++++ Passage extrait ++++

B.  La décision du Ministre était-elle raisonnable?

[25]  L’argument de Gestions Bussey selon lequel la décision du Ministre n’était pas raisonnable est lié à la suspension de son dossier. Gestions Bussey effectue cet argument en trois temps :

  • a) Le Ministre n’a pas raisonnablement considéré le fait que la suspension du dossier de Gestions Bussey a duré six ans;

  • b) Le Ministre n’a pas raisonnablement considéré si Gestions Bussey devait supporter le risque du manque de clarté dans la jurisprudence et le besoin de suspendre son dossier en attente des résultats des cas types;

  • c) Le Ministre n’a pas raisonnablement considéré si Gestions Bussey devait supporter tous les risques reliés à la suspension du dossier de Gestions Bussey pour attendre les cas types alors que les cas types étaient principalement au bénéfice du Ministre.

(1)  Six ans de suspension

[26]  Pour appuyer l’argument selon lequel le délai de six ans pour la suspension de son dossier était excessif, Gestions Bussey a fait référence aux décisions suivantes : Succession Dort c Canada (Ministre du Revenu national), 2005 CF 1201 [Dort], et Hillier v Canada (Attorney General), 2001 CAF 197 [Hillier]. La décision du Ministre ne fait pas référence à ces décisions sauf pour indiquer qu’elles ne s’appliquent pas à la situation de Gestions Bussey. Cette dernière soumet donc que cet aspect de l’analyse du Ministre est insuffisant parce qu’elle manque de justification, de transparence et d’intelligibilité.

[27]  Dans Dort, la Cour fédérale a conclu qu’une décision du Ministre refusant d’annuler des frais d’intérêts était déraisonnable parce que le délai dans le traitement du dossier de la demanderesse allait à l’encontre de ses attentes légitimes et parce que le Ministre n’avait pas suivi ses propres procédures. Dans Hillier, un délai de 31 mois a été jugé excessif parce qu’il y avait aucune communication du Ministre pendant 27 mois de ce délai, et la seule justification offerte par le Ministre était qu’il y avait eu des changements de personnel dans son bureau. La Cour d’appel fédérale a conclu que cette explication était insuffisante.

++++ Données fournies ++++

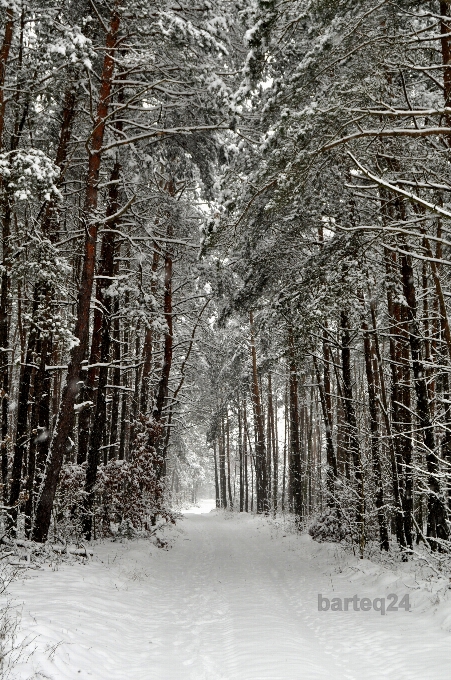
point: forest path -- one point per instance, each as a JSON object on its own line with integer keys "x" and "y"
{"x": 234, "y": 598}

++++

## Travail demandé
- 1) Répondez aux questions suivantes à partir du passage extrait :
(a) Combien d'années la suspension du dossier de Gestions Bussey a-t-elle duré ?
(b) Dans l'affaire Hillier, quel délai a été jugé excessif ?
(c) Quelle était la seule justification offerte par le Ministre dans l'affaire Hillier ?
- 2) Recopiez à l'identique la partie du passage extrait qui s'ouvre sur les mots « [27]  Dans Dort, la » et s'achève sur « explication était insuffisante. ».

## Réponses attendues
- 1)
(a) Six ans.
(b) Un délai de 31 mois.
(c) Des changements de personnel dans son bureau.

- 2)
[27]  Dans Dort, la Cour fédérale a conclu qu’une décision du Ministre refusant d’annuler des frais d’intérêts était déraisonnable parce que le délai dans le traitement du dossier de la demanderesse allait à l’encontre de ses attentes légitimes et parce que le Ministre n’avait pas suivi ses propres procédures. Dans Hillier, un délai de 31 mois a été jugé excessif parce qu’il y avait aucune communication du Ministre pendant 27 mois de ce délai, et la seule justification offerte par le Ministre était qu’il y avait eu des changements de personnel dans son bureau. La Cour d’appel fédérale a conclu que cette explication était insuffisante.